_Exercise aim_
From the line that contains "Draw boxes around every white cabinetry." to the last line of the data, every line is to be transcribed exactly; no other line is to be included.

Exercise data: Begin

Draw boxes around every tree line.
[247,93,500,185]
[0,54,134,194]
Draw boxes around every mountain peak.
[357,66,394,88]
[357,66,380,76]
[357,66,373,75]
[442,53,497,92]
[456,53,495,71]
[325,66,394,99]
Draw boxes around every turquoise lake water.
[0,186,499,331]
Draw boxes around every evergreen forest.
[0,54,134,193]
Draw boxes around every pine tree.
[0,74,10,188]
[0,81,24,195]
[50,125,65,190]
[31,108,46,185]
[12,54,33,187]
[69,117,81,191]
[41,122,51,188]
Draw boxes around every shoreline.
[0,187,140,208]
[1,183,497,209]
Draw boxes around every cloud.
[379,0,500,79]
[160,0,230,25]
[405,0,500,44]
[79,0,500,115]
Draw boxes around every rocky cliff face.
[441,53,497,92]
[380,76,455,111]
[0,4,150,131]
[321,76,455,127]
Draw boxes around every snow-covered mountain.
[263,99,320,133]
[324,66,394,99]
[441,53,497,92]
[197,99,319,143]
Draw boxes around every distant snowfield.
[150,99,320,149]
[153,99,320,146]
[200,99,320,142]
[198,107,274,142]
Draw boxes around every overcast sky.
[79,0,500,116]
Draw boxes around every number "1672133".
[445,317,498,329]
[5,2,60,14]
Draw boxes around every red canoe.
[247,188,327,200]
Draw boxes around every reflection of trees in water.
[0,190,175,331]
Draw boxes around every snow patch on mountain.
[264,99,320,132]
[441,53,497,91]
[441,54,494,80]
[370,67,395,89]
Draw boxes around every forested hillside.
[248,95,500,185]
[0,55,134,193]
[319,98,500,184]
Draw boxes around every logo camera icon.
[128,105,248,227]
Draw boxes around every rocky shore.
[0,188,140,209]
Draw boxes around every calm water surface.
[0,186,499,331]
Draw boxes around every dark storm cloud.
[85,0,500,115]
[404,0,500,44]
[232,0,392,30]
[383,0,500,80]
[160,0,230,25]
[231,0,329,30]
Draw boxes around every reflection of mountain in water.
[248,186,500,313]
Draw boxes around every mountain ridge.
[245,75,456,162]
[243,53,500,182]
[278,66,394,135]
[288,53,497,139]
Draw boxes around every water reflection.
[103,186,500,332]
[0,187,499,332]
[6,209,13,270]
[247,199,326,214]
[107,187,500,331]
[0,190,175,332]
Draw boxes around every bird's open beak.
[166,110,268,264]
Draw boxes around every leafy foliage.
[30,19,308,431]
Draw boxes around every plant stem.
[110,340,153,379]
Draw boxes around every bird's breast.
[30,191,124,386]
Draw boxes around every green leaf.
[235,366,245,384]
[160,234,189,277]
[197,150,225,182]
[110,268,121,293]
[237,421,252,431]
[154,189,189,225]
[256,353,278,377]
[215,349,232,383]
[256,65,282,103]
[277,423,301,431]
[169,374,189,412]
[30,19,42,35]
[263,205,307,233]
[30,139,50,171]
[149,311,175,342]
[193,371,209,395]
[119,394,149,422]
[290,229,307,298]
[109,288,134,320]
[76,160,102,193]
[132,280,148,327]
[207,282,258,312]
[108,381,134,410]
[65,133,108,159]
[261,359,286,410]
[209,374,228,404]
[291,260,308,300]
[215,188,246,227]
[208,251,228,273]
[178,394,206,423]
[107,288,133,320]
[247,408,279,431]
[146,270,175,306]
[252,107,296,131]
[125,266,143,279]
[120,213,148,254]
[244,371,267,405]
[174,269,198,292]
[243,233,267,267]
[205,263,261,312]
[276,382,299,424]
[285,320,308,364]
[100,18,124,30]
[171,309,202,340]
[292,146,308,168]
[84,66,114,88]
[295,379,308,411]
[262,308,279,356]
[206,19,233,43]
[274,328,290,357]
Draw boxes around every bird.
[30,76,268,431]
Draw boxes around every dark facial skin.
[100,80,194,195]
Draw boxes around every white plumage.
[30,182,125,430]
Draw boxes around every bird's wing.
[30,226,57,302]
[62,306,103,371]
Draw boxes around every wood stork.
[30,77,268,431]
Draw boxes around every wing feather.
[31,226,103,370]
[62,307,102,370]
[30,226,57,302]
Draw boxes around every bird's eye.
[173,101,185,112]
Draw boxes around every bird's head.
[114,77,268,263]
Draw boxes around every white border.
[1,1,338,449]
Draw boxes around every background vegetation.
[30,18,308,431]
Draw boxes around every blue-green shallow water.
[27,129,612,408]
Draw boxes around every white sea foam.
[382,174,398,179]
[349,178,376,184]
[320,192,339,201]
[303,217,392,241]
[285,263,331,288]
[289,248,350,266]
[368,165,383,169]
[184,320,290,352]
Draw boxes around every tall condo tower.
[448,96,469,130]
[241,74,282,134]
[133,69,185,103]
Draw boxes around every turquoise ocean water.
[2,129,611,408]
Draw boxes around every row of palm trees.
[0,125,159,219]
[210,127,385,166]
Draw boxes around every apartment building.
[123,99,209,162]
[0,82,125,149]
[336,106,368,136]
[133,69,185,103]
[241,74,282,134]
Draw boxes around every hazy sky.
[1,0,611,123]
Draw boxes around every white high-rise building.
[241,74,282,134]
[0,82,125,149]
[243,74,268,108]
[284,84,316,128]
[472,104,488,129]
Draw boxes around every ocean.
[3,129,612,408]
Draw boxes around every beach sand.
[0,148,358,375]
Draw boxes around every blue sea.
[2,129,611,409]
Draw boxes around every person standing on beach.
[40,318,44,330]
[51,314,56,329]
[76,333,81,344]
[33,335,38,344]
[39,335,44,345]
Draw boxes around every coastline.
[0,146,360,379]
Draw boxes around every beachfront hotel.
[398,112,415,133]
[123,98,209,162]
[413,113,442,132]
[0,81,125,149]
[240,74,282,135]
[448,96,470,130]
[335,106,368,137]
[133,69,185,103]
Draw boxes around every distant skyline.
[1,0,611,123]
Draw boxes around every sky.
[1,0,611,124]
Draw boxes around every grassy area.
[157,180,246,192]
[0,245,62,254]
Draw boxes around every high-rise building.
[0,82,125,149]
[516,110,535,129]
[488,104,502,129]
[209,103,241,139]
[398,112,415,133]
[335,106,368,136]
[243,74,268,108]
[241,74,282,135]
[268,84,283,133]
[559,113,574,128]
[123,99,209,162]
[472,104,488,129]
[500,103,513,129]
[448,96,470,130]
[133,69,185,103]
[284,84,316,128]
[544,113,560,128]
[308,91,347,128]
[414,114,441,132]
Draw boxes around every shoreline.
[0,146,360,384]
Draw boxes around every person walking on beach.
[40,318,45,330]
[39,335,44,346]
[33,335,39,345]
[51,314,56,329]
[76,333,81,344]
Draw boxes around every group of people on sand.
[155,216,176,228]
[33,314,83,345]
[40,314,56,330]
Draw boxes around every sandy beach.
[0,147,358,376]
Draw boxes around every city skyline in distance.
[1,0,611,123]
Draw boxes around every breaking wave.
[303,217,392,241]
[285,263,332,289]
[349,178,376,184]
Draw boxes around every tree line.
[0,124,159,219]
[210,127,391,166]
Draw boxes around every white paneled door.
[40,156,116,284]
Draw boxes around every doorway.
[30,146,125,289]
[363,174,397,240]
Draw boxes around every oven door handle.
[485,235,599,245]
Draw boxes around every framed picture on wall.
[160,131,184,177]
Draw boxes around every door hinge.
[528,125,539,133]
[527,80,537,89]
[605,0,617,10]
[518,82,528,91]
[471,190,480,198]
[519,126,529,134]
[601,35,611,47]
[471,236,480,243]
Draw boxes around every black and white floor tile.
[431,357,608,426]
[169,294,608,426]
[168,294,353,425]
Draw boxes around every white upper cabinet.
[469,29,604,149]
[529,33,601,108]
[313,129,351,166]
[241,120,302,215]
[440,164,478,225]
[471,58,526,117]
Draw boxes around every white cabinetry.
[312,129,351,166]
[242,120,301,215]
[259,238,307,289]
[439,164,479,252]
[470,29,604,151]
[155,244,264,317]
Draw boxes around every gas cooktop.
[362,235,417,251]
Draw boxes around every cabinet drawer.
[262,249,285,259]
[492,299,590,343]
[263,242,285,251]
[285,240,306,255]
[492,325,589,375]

Exercise data: End

_Solved exercise_
Draw boxes around every white cabinetry.
[312,129,351,166]
[242,120,301,215]
[259,238,307,289]
[439,164,479,252]
[470,29,604,151]
[155,244,264,317]
Draw boxes around every gas cooktop.
[362,235,417,251]
Draw boxes around every cabinet drawer.
[262,249,285,259]
[492,299,590,343]
[263,242,285,251]
[285,240,306,255]
[492,325,589,375]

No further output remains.